Request
Locate the line that contains "the man's wrist". Print it and each following line through the end of the listing, verbatim, and nothing more.

-- start of Working data --

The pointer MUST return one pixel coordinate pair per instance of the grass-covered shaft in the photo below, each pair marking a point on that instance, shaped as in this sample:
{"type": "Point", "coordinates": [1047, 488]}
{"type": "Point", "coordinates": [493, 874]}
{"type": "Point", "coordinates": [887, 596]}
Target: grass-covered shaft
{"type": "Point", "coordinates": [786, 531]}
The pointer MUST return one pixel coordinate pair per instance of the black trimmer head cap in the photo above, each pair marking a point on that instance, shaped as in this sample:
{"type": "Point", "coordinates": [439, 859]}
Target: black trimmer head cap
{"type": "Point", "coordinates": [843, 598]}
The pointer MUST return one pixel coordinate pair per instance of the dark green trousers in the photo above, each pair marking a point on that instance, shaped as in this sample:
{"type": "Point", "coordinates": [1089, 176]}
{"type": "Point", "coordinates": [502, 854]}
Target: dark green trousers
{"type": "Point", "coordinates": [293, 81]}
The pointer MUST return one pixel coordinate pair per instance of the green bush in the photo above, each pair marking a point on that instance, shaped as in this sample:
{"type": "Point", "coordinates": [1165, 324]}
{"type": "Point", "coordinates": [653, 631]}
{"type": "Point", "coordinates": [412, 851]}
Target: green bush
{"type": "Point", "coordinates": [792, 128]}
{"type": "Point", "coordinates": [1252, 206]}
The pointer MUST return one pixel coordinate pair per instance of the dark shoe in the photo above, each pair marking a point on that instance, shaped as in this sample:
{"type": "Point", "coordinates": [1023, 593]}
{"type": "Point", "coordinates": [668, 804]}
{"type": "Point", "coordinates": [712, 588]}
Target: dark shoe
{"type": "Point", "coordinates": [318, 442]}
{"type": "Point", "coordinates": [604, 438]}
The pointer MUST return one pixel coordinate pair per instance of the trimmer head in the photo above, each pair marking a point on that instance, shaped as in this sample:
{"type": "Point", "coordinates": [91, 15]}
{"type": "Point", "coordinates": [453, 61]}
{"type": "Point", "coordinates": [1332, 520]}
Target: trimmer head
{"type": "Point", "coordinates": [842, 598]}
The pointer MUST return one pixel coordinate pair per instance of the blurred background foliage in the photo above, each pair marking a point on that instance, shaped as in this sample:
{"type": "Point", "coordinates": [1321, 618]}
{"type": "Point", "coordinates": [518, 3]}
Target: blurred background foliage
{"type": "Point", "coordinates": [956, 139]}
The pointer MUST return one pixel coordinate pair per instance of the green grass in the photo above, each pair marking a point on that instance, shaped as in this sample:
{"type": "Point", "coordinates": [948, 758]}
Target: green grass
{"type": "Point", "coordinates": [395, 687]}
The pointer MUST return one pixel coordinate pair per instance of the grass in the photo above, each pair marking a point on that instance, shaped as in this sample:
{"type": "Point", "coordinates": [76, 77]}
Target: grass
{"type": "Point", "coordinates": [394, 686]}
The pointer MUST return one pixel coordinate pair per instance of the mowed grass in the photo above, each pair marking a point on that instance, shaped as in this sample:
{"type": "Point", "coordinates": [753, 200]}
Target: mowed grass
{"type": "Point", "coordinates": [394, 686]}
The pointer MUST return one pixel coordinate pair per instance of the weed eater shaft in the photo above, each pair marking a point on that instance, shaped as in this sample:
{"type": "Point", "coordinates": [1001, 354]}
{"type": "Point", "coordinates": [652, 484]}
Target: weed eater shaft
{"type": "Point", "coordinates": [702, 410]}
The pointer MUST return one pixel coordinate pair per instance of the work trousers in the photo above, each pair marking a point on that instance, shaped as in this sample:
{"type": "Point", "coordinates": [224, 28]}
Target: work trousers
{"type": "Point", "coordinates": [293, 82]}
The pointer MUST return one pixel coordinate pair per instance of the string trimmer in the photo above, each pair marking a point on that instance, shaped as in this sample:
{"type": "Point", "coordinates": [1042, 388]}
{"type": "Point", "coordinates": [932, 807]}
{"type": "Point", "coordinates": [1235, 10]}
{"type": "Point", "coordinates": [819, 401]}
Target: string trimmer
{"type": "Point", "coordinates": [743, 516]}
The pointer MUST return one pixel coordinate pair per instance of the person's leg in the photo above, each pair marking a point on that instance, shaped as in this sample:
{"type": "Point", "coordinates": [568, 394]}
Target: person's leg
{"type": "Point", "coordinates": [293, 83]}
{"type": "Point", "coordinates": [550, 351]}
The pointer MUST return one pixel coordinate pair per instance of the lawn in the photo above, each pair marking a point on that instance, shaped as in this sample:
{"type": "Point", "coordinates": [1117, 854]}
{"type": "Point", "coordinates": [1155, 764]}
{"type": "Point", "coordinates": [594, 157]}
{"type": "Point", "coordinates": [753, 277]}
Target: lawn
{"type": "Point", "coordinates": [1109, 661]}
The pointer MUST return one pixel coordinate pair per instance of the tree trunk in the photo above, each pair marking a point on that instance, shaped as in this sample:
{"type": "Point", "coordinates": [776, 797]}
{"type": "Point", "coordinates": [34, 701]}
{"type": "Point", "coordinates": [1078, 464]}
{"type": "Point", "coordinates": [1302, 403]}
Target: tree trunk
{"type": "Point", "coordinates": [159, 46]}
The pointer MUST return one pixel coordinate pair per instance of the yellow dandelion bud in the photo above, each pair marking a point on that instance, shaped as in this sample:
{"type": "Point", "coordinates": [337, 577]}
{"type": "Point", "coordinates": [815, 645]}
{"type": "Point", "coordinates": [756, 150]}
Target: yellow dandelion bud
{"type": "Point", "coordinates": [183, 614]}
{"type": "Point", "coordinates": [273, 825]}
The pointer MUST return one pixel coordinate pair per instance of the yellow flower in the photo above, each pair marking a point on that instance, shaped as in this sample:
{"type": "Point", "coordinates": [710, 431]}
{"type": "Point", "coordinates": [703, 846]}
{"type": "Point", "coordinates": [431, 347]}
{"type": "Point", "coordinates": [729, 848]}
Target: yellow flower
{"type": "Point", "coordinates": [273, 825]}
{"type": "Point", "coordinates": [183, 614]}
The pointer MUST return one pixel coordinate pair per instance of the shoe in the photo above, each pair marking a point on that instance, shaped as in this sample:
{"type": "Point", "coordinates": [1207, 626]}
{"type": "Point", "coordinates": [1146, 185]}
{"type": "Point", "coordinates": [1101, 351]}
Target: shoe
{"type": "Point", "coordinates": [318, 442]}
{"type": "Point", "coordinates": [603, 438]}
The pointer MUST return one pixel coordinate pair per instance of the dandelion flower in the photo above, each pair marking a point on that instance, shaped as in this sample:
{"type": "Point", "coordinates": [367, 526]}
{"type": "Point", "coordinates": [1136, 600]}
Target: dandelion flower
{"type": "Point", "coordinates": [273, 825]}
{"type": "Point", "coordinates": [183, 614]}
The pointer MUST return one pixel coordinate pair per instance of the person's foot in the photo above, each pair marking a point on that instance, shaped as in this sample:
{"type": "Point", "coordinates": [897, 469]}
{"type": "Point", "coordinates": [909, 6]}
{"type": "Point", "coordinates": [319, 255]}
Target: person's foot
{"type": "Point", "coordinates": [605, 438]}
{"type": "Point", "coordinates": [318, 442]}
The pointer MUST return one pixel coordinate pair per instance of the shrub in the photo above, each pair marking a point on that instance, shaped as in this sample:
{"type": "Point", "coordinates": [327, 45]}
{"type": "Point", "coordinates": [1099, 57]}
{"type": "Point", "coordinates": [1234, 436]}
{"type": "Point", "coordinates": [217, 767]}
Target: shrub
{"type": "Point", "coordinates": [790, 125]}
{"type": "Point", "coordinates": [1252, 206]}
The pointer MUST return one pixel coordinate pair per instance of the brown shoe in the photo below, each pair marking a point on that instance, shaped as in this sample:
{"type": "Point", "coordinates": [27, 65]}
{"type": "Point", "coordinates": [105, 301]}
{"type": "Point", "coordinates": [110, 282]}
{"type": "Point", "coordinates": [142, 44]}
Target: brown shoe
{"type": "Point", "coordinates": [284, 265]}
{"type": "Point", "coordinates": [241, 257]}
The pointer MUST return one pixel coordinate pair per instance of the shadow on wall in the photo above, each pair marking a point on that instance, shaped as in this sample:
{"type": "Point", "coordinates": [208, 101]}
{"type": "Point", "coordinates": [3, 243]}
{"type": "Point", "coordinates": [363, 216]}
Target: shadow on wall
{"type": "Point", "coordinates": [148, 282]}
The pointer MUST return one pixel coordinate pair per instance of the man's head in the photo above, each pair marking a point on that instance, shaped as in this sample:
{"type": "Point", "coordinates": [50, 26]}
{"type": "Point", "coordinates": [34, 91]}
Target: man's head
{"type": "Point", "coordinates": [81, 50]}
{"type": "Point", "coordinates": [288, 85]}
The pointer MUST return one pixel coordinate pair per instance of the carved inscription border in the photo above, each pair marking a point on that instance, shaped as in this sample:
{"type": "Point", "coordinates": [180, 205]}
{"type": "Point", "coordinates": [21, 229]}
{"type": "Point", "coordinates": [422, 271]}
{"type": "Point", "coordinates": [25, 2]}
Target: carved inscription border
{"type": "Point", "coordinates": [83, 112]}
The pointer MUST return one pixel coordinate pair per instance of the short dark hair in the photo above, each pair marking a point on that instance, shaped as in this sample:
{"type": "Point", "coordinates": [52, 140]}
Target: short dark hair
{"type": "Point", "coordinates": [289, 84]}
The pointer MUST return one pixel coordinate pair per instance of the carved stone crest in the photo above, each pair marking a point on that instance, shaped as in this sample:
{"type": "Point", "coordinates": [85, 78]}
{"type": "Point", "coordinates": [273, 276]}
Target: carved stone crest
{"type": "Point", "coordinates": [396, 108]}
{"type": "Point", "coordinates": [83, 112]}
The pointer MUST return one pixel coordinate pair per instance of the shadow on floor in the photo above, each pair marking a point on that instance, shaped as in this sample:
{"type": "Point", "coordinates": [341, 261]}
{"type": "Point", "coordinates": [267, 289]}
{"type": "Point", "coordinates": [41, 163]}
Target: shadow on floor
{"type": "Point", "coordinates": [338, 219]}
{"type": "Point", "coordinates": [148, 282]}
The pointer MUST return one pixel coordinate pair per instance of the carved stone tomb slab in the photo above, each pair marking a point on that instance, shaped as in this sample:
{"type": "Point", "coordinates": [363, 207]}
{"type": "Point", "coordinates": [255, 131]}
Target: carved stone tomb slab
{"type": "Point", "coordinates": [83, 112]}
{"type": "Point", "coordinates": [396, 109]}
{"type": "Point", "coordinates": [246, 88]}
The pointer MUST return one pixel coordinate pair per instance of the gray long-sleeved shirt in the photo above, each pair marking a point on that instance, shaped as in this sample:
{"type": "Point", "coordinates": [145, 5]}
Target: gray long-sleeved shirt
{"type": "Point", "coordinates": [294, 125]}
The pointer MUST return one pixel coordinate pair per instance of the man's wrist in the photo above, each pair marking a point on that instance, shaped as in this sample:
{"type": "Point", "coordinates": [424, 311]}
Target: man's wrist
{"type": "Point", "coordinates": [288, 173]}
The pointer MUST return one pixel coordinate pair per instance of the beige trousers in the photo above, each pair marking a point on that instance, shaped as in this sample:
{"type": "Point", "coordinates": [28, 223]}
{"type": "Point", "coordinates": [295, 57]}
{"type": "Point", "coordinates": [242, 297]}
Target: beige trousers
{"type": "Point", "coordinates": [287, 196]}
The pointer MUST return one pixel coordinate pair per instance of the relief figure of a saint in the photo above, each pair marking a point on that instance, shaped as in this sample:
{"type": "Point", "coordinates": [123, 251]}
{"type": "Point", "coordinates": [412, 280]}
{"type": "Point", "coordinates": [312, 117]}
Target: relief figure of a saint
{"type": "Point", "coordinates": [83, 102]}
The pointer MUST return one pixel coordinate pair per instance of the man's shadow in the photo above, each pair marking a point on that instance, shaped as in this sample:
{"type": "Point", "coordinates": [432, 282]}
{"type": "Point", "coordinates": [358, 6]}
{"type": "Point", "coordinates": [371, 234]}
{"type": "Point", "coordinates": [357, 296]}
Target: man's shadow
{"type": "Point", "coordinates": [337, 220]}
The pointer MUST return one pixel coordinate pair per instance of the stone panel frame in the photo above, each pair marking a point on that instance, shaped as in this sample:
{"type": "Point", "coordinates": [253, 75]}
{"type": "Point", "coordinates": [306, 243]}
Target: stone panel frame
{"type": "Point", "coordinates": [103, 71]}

-- end of Working data --

Finished answer
The pointer MUST return one pixel coordinate pair per instance of the man's wrist in the photo above, each pair marking a point on that instance, shaped as in this sample:
{"type": "Point", "coordinates": [424, 311]}
Target: man's wrist
{"type": "Point", "coordinates": [288, 173]}
The pointer MUST return one pixel coordinate pair per instance of the beige trousers in the photo above, each pair marking a point on that instance, shaped as in this sample:
{"type": "Point", "coordinates": [28, 223]}
{"type": "Point", "coordinates": [295, 57]}
{"type": "Point", "coordinates": [242, 297]}
Target: beige trousers
{"type": "Point", "coordinates": [287, 196]}
The pointer MUST return one pixel coordinate pair per instance of the relief figure of a saint in the photo above, each pair marking a point on that instance, shaped as in this sample:
{"type": "Point", "coordinates": [123, 251]}
{"type": "Point", "coordinates": [412, 280]}
{"type": "Point", "coordinates": [312, 117]}
Target: relief figure of a saint
{"type": "Point", "coordinates": [83, 102]}
The pointer MUST return one pixel coordinate pair per instance of the man's shadow in the photo above, each pair marking a point on that instance, shaped as in this sample:
{"type": "Point", "coordinates": [432, 282]}
{"type": "Point", "coordinates": [358, 6]}
{"type": "Point", "coordinates": [371, 234]}
{"type": "Point", "coordinates": [357, 296]}
Target: man's shadow
{"type": "Point", "coordinates": [337, 220]}
The pointer MUST return one pixel coordinate pair per instance of the stone panel frame in the photo above, each pair marking a point on that instance, shaped as in this sample:
{"type": "Point", "coordinates": [253, 75]}
{"type": "Point", "coordinates": [306, 243]}
Target: stone panel frame
{"type": "Point", "coordinates": [103, 71]}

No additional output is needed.